• AIM OF THE TASK: The lines to copy are those in the records below that hold the word "reflection".

• EXCERPTED RECORDS:
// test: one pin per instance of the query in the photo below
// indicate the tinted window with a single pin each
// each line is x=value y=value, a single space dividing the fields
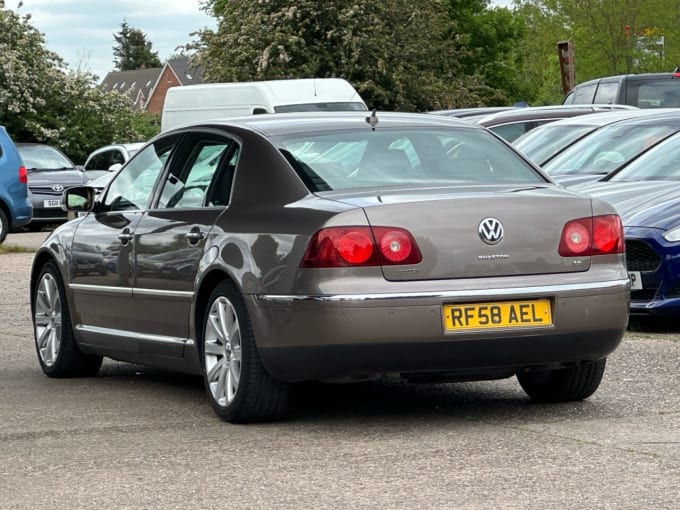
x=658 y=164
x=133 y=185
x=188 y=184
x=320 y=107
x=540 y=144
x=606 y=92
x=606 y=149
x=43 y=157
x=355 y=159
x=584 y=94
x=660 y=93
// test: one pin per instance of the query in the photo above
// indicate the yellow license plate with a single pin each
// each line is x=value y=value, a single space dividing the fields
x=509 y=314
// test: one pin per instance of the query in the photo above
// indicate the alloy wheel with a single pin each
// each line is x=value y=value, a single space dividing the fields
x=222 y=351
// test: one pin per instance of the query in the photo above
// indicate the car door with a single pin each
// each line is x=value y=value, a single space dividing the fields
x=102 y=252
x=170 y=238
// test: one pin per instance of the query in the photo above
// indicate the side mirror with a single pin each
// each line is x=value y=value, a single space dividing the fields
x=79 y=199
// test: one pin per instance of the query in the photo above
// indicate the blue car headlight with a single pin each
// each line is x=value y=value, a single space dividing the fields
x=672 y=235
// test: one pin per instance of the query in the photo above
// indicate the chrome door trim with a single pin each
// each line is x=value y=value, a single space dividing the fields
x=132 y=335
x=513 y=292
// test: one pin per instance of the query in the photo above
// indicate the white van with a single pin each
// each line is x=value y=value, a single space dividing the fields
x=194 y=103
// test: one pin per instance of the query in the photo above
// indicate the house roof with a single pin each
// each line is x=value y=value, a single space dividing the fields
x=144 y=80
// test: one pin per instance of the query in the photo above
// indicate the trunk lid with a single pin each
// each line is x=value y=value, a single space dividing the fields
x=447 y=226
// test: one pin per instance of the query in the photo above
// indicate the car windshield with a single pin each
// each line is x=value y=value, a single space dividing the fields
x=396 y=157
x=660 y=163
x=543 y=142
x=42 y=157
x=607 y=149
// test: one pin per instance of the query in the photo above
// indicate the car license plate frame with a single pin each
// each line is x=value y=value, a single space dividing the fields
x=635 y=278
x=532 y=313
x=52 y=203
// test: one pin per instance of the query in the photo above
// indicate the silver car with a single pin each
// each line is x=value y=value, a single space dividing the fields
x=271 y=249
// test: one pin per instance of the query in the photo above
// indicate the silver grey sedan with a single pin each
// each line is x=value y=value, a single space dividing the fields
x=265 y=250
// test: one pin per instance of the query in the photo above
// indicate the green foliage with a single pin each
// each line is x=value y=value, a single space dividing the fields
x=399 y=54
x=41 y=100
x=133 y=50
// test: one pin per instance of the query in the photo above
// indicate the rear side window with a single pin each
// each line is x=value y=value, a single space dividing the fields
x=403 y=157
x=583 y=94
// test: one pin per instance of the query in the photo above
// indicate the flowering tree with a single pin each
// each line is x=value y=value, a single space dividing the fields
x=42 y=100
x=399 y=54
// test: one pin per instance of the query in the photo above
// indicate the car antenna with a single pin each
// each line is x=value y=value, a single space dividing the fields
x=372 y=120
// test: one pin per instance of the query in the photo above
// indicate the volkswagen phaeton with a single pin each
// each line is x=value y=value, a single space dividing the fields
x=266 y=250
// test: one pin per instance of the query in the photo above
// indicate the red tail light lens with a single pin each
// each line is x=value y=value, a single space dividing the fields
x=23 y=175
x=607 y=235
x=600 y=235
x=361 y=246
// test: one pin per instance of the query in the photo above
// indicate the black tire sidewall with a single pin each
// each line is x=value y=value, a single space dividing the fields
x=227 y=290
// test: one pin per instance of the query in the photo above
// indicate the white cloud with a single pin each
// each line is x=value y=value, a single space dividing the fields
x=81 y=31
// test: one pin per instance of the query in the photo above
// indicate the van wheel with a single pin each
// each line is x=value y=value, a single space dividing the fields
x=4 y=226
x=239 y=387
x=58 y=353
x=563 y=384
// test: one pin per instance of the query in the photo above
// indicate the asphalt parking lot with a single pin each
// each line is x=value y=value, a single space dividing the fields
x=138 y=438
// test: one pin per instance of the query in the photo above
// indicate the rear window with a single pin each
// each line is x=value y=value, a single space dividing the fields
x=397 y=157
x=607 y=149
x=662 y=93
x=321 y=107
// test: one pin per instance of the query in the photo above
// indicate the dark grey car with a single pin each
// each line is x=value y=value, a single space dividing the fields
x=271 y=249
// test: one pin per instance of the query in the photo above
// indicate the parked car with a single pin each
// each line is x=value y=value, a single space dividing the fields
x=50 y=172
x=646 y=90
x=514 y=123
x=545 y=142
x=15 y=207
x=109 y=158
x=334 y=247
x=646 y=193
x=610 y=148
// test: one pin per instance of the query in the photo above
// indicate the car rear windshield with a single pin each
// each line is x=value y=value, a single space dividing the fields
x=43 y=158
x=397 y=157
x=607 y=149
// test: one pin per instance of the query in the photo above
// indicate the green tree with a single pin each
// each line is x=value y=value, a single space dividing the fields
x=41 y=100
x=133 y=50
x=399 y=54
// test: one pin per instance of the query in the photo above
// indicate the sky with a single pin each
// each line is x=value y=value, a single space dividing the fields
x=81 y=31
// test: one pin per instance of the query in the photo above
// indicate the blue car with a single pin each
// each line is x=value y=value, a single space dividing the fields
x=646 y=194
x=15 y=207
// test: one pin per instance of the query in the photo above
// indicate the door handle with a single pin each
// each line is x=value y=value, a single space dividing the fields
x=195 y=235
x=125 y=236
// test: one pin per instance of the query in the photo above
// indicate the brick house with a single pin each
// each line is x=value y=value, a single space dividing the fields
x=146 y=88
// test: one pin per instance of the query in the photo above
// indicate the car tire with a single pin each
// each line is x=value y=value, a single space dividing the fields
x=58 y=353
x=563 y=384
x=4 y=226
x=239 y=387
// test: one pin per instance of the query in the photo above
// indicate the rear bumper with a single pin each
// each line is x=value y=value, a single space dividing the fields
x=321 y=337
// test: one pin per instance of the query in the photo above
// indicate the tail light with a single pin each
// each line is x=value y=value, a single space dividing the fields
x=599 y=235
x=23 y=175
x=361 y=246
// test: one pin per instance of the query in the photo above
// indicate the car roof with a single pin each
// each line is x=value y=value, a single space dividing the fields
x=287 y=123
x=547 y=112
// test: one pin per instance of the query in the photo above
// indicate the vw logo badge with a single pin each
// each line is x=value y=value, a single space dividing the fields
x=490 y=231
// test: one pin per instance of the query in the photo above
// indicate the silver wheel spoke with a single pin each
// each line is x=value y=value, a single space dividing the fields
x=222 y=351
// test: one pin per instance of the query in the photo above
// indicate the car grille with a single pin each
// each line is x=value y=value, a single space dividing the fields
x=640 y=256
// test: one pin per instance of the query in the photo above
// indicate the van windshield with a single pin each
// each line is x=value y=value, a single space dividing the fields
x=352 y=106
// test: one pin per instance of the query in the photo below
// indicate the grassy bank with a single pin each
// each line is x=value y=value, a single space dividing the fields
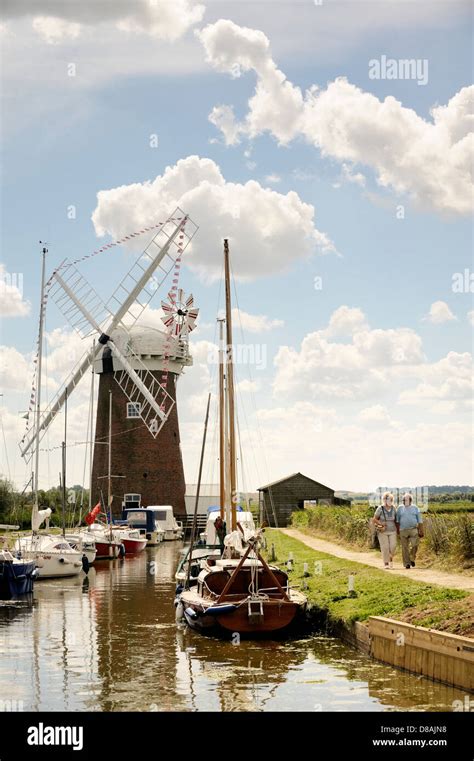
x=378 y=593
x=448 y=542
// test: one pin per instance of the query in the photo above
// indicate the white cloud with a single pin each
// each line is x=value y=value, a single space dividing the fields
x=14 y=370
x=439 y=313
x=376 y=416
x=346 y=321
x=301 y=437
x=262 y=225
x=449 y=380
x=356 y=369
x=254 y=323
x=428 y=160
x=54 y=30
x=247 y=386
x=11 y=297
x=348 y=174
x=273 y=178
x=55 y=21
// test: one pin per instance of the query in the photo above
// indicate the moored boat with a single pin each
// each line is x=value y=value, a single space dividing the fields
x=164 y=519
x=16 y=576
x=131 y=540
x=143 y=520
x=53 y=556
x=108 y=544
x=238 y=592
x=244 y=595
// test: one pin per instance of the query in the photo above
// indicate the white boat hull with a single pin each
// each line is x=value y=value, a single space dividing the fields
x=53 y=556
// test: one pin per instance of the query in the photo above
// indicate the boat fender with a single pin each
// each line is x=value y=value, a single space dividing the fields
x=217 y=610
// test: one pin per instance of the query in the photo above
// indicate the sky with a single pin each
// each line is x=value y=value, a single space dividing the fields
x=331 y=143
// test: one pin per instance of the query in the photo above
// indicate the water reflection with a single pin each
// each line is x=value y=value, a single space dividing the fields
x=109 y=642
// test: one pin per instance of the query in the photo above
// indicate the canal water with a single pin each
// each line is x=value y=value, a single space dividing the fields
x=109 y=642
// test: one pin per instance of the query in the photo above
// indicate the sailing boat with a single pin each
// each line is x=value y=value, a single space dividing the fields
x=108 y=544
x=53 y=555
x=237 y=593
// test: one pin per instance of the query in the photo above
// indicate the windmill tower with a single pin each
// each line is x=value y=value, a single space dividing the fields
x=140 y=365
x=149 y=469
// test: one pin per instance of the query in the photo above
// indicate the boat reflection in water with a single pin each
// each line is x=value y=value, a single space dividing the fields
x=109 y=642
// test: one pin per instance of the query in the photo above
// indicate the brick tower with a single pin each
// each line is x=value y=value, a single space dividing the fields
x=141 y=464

---

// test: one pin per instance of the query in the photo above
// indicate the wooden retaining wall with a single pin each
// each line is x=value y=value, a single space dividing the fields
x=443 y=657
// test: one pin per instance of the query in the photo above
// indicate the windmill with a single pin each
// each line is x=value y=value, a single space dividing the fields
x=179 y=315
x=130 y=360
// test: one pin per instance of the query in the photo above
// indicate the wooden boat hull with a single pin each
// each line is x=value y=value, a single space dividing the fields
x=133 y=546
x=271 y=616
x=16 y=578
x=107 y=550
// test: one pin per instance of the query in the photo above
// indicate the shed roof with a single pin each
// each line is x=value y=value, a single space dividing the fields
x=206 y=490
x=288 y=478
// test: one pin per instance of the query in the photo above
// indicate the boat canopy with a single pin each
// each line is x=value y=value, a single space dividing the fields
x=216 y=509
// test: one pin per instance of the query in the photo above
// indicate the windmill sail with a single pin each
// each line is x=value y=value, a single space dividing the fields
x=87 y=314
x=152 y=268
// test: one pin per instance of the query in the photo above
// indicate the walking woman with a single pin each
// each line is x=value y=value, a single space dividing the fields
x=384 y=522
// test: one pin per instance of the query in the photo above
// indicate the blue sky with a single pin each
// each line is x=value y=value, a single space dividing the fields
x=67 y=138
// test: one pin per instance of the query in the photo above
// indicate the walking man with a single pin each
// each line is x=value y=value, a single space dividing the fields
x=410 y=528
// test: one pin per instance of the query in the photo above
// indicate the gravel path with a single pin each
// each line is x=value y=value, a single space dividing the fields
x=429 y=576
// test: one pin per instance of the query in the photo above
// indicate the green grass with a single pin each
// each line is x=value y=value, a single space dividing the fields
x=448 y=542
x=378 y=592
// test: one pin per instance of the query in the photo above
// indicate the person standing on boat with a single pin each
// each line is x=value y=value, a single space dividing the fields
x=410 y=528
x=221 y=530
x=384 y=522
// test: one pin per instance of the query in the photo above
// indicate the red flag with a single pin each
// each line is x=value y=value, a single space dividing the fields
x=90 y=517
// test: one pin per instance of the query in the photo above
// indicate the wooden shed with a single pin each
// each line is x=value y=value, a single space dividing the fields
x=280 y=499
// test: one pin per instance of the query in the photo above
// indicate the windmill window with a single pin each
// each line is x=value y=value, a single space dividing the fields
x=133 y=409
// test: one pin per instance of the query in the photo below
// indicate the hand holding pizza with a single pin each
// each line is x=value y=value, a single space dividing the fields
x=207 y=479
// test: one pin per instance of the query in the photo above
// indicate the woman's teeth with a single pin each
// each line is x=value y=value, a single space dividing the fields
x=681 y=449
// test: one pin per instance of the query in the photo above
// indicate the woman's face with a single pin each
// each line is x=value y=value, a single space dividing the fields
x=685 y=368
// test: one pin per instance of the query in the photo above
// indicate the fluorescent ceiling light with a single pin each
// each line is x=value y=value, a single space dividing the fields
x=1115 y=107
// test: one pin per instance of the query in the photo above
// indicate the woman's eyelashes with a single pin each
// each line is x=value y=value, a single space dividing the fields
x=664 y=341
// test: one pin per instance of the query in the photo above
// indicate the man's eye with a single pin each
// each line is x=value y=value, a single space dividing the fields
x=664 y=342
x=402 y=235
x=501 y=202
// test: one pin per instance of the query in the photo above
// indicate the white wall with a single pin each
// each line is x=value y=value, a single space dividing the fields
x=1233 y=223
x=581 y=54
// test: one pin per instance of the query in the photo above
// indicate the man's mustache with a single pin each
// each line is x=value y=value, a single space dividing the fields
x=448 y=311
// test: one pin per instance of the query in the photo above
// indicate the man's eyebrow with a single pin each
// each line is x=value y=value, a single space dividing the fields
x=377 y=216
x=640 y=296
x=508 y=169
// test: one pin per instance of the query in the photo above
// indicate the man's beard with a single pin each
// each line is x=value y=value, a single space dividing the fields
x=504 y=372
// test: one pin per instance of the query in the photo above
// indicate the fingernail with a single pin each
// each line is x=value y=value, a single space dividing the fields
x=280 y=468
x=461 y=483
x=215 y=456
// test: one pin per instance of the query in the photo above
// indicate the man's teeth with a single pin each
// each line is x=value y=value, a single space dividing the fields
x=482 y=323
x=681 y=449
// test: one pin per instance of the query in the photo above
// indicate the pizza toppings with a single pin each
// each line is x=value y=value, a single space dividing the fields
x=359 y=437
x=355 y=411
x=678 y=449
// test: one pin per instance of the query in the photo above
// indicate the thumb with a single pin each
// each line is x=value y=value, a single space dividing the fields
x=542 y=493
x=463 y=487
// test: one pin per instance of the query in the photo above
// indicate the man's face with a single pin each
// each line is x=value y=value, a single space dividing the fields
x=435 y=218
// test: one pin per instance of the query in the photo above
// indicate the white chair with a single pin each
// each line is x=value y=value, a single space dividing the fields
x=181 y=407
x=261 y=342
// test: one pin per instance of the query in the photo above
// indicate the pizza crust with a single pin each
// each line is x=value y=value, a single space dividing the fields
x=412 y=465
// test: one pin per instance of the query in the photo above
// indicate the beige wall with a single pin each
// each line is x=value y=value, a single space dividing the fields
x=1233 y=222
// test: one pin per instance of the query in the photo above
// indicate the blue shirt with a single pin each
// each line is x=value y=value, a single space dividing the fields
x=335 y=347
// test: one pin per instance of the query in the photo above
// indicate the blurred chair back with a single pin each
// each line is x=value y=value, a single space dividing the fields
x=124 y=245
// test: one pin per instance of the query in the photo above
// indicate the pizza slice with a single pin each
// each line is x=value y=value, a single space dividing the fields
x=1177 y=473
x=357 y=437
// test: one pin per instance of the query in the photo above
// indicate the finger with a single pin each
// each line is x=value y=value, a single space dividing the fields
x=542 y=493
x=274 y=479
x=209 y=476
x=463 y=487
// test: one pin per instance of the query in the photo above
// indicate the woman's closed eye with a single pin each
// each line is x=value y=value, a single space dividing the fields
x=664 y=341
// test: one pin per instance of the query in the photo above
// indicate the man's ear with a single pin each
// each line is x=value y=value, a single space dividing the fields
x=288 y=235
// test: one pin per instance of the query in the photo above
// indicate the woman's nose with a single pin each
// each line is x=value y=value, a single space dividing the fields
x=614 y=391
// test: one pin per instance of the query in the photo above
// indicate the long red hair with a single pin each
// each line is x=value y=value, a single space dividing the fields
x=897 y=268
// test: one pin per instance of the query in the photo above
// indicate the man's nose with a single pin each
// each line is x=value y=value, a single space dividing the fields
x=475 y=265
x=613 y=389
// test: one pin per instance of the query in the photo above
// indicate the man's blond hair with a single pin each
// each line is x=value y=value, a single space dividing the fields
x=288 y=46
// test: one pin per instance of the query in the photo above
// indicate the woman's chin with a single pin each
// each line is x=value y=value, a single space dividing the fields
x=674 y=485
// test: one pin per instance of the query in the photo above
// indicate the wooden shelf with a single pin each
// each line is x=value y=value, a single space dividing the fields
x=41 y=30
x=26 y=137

• EXERCISE RESULT:
// indicate the water reflection with a single pin each
// indicate the boat reflection in water with a single pin each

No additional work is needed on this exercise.